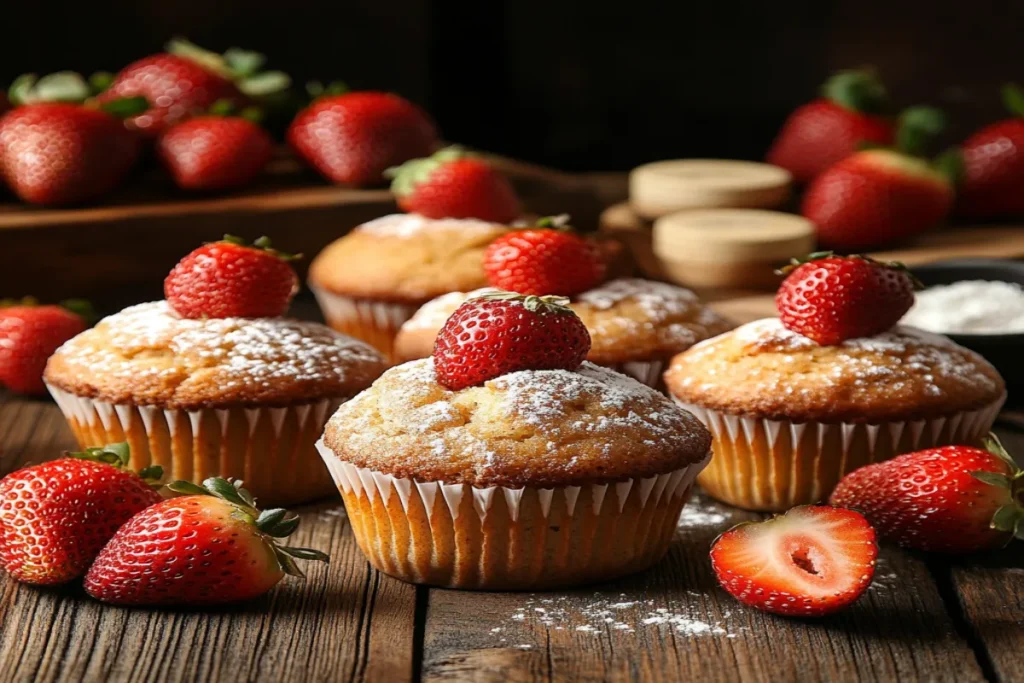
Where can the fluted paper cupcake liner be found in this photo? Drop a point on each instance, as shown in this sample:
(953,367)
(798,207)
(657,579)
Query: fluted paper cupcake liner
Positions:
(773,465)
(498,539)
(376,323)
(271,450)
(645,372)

--

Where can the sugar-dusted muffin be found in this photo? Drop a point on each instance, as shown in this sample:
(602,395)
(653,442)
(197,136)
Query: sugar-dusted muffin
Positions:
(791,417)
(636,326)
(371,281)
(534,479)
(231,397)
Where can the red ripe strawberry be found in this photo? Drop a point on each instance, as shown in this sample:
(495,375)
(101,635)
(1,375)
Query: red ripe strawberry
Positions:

---

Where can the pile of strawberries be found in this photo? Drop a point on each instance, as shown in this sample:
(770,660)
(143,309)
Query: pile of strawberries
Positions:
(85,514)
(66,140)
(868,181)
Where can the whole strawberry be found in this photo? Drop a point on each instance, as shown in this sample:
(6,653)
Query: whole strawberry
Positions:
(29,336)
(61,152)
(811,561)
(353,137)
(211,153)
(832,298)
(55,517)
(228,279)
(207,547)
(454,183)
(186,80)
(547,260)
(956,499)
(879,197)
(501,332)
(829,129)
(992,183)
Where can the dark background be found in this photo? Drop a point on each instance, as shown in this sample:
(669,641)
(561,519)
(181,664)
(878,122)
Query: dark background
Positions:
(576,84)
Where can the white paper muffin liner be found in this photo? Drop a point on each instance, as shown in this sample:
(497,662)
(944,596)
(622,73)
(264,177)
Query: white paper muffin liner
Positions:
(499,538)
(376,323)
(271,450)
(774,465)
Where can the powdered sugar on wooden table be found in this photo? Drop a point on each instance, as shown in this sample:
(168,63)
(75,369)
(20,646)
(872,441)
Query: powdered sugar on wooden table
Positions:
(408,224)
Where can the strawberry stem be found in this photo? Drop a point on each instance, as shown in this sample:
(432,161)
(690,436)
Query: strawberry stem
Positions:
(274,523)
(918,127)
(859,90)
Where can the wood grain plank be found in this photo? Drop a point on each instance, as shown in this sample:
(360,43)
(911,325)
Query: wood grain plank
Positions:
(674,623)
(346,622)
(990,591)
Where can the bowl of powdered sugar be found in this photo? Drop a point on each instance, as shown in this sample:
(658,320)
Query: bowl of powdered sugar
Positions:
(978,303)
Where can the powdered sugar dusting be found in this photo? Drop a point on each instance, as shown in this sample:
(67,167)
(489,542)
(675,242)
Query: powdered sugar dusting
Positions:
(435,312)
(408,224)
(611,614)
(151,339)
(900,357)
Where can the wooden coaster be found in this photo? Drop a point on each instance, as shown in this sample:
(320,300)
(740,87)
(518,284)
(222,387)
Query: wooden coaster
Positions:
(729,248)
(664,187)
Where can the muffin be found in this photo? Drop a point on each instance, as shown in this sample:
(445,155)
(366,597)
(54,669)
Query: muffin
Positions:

» **TASK TO CARRY OUT**
Search the entries for the string "table". Copy every line that has it.

» **EXPECTED ANSWER**
Where can the powdered sugar on wooden table be found in this photo? Drop a point on each instance, as shown in this sample:
Query: powdered sugar on wooden table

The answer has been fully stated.